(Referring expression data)
━━━━━━━━━━━━━━━━
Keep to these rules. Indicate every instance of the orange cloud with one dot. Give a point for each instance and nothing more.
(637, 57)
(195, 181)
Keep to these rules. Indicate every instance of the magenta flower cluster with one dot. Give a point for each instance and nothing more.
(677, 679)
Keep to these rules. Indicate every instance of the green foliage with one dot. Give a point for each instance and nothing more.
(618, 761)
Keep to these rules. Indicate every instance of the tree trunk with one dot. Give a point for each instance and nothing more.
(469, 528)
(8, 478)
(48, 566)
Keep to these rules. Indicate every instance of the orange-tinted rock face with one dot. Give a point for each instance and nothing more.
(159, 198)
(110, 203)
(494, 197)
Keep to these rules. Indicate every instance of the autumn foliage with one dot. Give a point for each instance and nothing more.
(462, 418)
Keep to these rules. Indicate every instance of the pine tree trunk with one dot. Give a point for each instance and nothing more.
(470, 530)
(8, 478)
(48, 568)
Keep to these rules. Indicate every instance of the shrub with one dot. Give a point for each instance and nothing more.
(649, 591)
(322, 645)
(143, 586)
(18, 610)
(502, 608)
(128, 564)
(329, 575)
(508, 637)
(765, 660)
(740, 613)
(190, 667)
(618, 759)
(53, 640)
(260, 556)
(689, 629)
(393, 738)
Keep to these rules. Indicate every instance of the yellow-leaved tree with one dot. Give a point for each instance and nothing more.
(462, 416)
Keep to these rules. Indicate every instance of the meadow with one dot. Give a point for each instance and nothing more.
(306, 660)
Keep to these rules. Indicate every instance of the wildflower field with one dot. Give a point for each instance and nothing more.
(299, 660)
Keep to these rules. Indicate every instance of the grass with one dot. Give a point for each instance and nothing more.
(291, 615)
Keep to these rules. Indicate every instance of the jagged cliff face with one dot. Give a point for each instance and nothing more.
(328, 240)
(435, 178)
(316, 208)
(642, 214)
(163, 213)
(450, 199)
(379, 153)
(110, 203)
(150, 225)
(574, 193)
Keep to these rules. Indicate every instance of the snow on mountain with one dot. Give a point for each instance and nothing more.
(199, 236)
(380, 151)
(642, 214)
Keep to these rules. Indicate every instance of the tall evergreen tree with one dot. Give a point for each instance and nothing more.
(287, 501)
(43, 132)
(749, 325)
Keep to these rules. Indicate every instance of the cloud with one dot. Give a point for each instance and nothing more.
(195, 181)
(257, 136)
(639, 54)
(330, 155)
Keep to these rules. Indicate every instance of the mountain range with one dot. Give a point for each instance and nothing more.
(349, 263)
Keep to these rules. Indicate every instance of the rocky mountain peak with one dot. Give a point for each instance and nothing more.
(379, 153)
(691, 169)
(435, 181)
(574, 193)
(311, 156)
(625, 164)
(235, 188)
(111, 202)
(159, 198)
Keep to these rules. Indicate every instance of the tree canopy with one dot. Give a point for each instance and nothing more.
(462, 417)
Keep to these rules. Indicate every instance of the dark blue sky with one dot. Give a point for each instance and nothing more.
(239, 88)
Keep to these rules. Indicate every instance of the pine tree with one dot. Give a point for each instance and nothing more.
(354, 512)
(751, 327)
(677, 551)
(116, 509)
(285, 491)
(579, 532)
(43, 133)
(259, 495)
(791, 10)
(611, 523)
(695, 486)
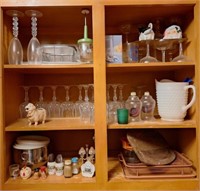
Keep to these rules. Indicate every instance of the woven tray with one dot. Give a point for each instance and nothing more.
(181, 167)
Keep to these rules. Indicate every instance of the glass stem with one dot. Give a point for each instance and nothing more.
(148, 50)
(180, 49)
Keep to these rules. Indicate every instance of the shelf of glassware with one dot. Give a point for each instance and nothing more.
(157, 123)
(51, 124)
(45, 68)
(153, 66)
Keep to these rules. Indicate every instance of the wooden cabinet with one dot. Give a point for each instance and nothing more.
━━━━━━━━━━━━━━━━
_Problem statement_
An exact transcription of all the entries is required, without the pictures.

_Exercise solution_
Keep to these rules. Indicate every instance of the orange cloud with one dot. Give a point for each instance and nothing more.
(637, 57)
(195, 181)
Keep to these rules. Indicate every instance of the magenta flower cluster with one dot. Give a point for each instance and nothing more.
(677, 679)
Keep to these rules. Indicate every instance of the green foliage with one dot. Give a point for each instance and nothing more.
(618, 761)
Keep to these rules. Indicate every instance of the tree trunk with one dot. Give a point for each instance and nothing more.
(469, 528)
(8, 478)
(48, 566)
Keep to these rules. Indicate every instance of the orange-tinted rock face with one dot. Give a point for each instance and nothing more.
(159, 198)
(110, 203)
(494, 197)
Keep to these rules. Indicate every instance of the autumn foliage with one dot. Give a point for each instance and nothing more.
(462, 418)
Keep to these rules. Indicate every instance of the pine tree trunk with one dot. Give a point for each instance and nothing more.
(470, 530)
(8, 478)
(48, 568)
Keep to these rules. Indicate every instance of the shrub with one dot. Give a point for each instance and nothing more.
(649, 591)
(322, 645)
(143, 586)
(18, 610)
(502, 608)
(128, 564)
(329, 575)
(508, 637)
(765, 660)
(740, 613)
(190, 667)
(618, 759)
(53, 640)
(260, 556)
(689, 629)
(393, 738)
Keep to these rules. Indicate every instance of the yellow-leaved tree with one dot. Give a point for each instance and nothing more.
(462, 416)
Keep to these rules. Indicate every instance of the meadow with one dot. Give a point for each instance and nothing more.
(306, 660)
Keep to these rules. Indicate every instance of the wildflower field with one dot. Give a point for each instance and nothing more.
(299, 660)
Keep to these rules. Indicate every instance of the grass with one dot. Give a point for each instance and nothing more.
(291, 615)
Keep to these rules. Indicate every instance of the jagged cliff face with one dot. Give a point for each instance and nothing more.
(328, 240)
(435, 178)
(316, 208)
(642, 214)
(163, 213)
(450, 199)
(379, 153)
(110, 203)
(150, 225)
(574, 193)
Keep to these rules. Indicate every instance of the snow on mountain with one dot. Give a point for each instance and nothing more.
(199, 236)
(380, 151)
(642, 214)
Keep to these rules. Indicate every instance of the tall evergreen tree with one dot. Give a point for each instance and nothing more.
(287, 501)
(43, 132)
(749, 325)
Keep to these rules. Indicate every instance of the cloud with one dot. Give a point for each instance and nothing more.
(195, 181)
(257, 136)
(639, 54)
(330, 155)
Keep to these rules. Indicate every instance of the mountain range with one dot. Give a point for each instance and nothing more.
(349, 263)
Keep to these rules. Indicate every instance of the rocky mountain peak with one dot. Give a point for each instance and nothing more.
(379, 153)
(691, 169)
(435, 181)
(574, 193)
(311, 156)
(625, 164)
(235, 188)
(111, 202)
(159, 198)
Keep to these rules. Indicate every instance of the tree canopy with one dot. Give a point for each instance and nothing more.
(462, 417)
Keep to these rules. Indicate every instance of the dark blue sky with one dot. Give a point for each instance and nothing more.
(239, 88)
Keep to these rules. Indicate every instance of the pine tree with one dot. Give a point for each instance and nothing more.
(354, 512)
(751, 327)
(677, 551)
(116, 509)
(285, 491)
(579, 532)
(43, 133)
(259, 495)
(791, 10)
(611, 523)
(695, 486)
Keep to these rules. Indicate every instance of the woven tray with one dot. Give a point for each instance and nothing more.
(181, 167)
Keep to these rules. Indicate every instance of the glass stem with one dot. Give a point for each instance and nothing more.
(148, 50)
(180, 49)
Keep to these rules. Indicate every instance of the shelf of glassware with one dot. Give a point for each instance and nothing more.
(157, 123)
(51, 124)
(45, 68)
(153, 66)
Keep to these rules. Indicate every instance of the wooden cabinet with one dot. Give a point for each instance and nothing more.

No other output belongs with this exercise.